*** Available records ***

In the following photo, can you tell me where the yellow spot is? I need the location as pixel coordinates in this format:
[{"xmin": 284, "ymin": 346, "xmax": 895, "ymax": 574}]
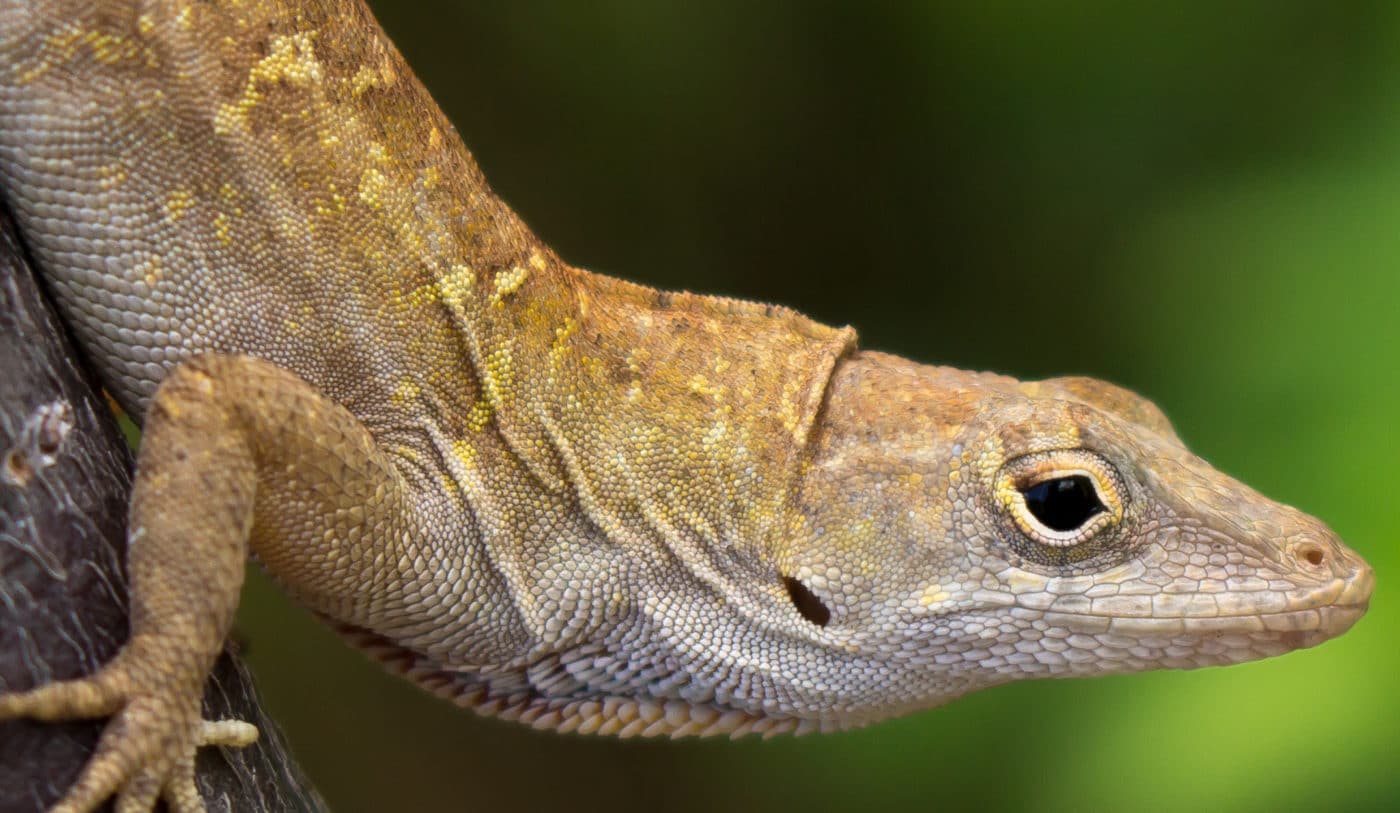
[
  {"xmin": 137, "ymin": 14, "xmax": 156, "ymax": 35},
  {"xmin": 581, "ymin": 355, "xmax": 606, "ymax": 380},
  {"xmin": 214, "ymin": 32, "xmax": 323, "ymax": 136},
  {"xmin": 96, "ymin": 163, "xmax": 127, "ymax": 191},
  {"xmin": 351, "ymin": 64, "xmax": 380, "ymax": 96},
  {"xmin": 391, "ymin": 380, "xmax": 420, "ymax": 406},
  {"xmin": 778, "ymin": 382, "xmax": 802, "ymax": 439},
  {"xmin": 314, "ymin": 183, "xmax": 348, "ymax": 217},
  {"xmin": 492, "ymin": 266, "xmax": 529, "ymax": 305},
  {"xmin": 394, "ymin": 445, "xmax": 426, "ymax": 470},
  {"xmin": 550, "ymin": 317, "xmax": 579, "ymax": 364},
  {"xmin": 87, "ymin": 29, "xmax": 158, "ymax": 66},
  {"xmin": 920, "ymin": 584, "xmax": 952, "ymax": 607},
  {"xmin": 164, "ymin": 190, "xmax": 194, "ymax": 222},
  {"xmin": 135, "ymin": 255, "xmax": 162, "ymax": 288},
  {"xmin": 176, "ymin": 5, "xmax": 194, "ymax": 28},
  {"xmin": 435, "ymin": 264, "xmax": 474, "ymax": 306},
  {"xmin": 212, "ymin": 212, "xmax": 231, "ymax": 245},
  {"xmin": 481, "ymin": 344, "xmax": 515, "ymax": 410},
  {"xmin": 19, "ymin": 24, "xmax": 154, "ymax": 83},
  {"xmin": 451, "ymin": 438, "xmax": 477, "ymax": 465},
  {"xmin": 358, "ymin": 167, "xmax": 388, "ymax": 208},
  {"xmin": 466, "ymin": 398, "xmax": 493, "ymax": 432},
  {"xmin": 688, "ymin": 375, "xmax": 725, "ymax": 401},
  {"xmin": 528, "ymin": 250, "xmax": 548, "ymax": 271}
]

*** End of Available records ***
*** Available records ***

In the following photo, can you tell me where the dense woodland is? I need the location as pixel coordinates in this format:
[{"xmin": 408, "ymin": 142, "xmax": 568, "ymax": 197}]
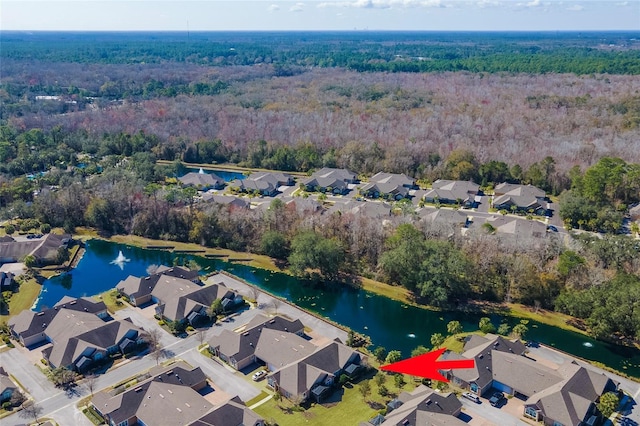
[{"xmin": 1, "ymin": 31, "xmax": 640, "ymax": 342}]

*** End of Available records ***
*** Available records ***

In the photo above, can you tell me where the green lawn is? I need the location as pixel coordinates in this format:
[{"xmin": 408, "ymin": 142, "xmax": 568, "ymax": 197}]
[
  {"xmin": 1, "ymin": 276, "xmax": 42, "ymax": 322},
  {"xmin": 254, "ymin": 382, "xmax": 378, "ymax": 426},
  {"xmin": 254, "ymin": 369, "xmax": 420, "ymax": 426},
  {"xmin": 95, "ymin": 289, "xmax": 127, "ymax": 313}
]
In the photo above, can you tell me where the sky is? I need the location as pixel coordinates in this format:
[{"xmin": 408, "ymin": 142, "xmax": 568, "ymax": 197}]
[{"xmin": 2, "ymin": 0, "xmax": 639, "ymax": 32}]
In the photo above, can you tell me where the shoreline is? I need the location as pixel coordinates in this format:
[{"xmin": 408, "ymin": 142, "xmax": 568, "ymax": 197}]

*** End of Available records ***

# Your objective
Search the listing above for the string "this" and return each line it appears on.

# Response box
In the following photo, can you tell me where the yellow spot is? I need the location as pixel coordinates in this format:
In the following photo, can you tell me where the dense woodland is? I need the location as pixel coordinates in this format:
In the photo above, can you tell me where the green lawn is? I need the location as pixel coordinates in this format:
In the photo above, can you tell me where the sky is? I need the location as pixel coordinates in this format:
In the photo above, can you tell me where the shoreline is? I need the location as pixel coordinates in this format:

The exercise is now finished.